→ TO BE DONE: Give these lines again with "Return value" replaced by "Output" throughout all of the material, leaving everything else unchanged and omitting the pictures.

→ STORED RECORDS:
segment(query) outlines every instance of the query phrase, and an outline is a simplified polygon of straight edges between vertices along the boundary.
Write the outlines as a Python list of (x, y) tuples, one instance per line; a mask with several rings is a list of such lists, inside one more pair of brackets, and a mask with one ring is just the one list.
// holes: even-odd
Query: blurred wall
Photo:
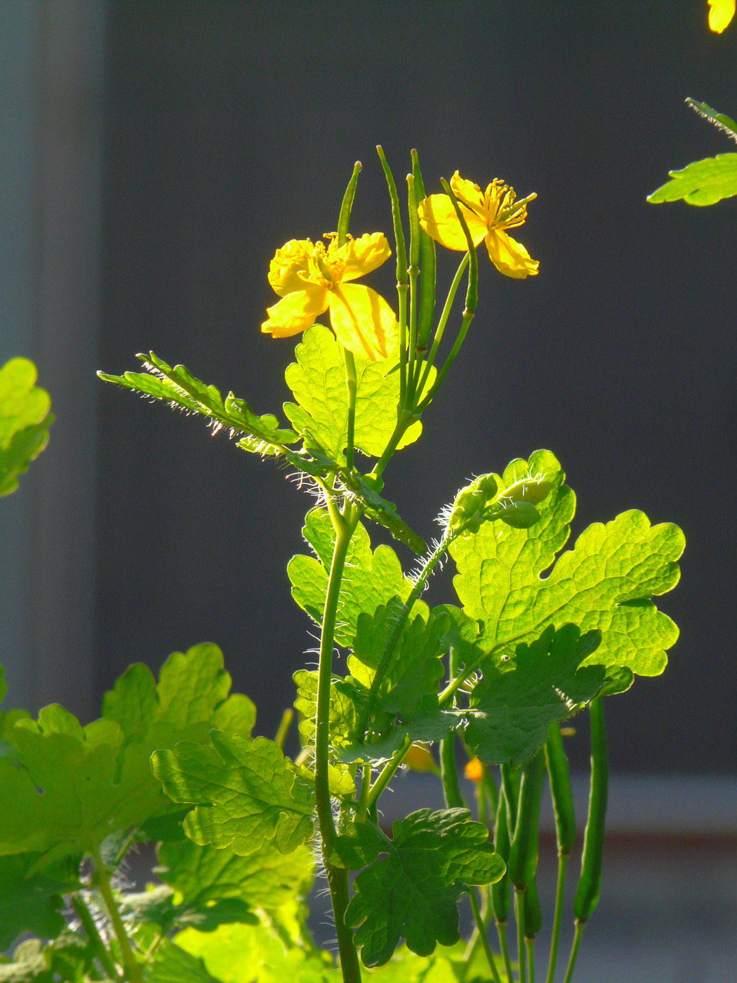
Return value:
[(0, 503), (9, 704), (94, 713), (97, 298), (104, 6), (0, 4), (0, 364), (38, 366), (58, 420)]
[[(134, 368), (152, 348), (278, 411), (293, 345), (258, 331), (274, 299), (268, 260), (287, 239), (334, 227), (357, 158), (354, 228), (389, 230), (380, 142), (400, 179), (417, 146), (431, 191), (459, 168), (539, 196), (519, 238), (540, 275), (511, 281), (482, 257), (482, 305), (427, 414), (432, 442), (392, 466), (388, 496), (430, 536), (470, 475), (547, 446), (579, 497), (574, 535), (631, 507), (681, 524), (682, 586), (659, 606), (682, 638), (661, 679), (611, 701), (613, 767), (734, 773), (737, 208), (645, 202), (669, 168), (730, 150), (683, 106), (691, 94), (737, 111), (737, 31), (709, 34), (703, 7), (0, 7), (16, 31), (3, 31), (16, 66), (3, 84), (20, 80), (19, 98), (3, 100), (17, 134), (3, 167), (18, 189), (3, 275), (21, 332), (8, 355), (28, 339), (60, 417), (35, 473), (2, 503), (20, 516), (4, 549), (28, 552), (26, 587), (10, 567), (8, 596), (21, 600), (6, 601), (12, 702), (62, 698), (86, 712), (94, 620), (95, 701), (130, 662), (156, 667), (206, 638), (258, 702), (260, 732), (274, 729), (314, 644), (285, 572), (304, 549), (309, 502), (224, 434), (103, 386), (92, 370)], [(386, 296), (390, 266), (373, 279)], [(430, 601), (450, 600), (451, 573)], [(575, 763), (587, 753), (582, 734)]]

→ RESPONSE TO THIS EXERCISE:
segment(query) outlines every instance of the query phrase, and an outline is a simplified polygon of straight edges between vertices along the boundary.
Write the outlines as a Python list of (x, y) tuples, one instance per line; a mask with several rings is a list of such lists, inside one more pair of brackets, and a mask with one ring is just the one list.
// holes: even-odd
Query: blurred wall
Photo:
Output:
[(0, 503), (9, 704), (94, 713), (97, 298), (104, 6), (0, 4), (0, 364), (38, 366), (58, 420)]
[[(134, 368), (152, 348), (278, 411), (293, 345), (258, 331), (274, 299), (268, 260), (287, 239), (334, 227), (357, 158), (354, 228), (389, 230), (380, 142), (400, 179), (417, 146), (431, 191), (459, 168), (539, 196), (519, 238), (540, 275), (511, 281), (482, 257), (482, 305), (427, 414), (432, 442), (392, 466), (388, 496), (430, 536), (470, 475), (547, 446), (579, 497), (574, 535), (631, 507), (681, 524), (682, 586), (659, 606), (682, 638), (661, 679), (611, 701), (613, 767), (734, 773), (737, 208), (645, 202), (669, 168), (730, 150), (683, 106), (691, 94), (737, 111), (737, 31), (709, 34), (703, 7), (0, 7), (16, 31), (3, 31), (16, 66), (3, 84), (20, 80), (19, 98), (3, 100), (17, 134), (3, 167), (18, 189), (3, 275), (21, 332), (8, 355), (28, 339), (60, 417), (35, 473), (2, 503), (20, 516), (4, 549), (28, 552), (26, 587), (10, 567), (8, 596), (21, 600), (6, 601), (12, 702), (62, 698), (86, 712), (94, 620), (95, 701), (130, 662), (156, 667), (206, 638), (258, 702), (260, 732), (274, 729), (314, 644), (285, 572), (304, 549), (309, 502), (224, 434), (103, 386), (92, 370)], [(386, 296), (390, 266), (373, 279)], [(430, 601), (450, 600), (451, 573)], [(575, 763), (587, 753), (582, 734)]]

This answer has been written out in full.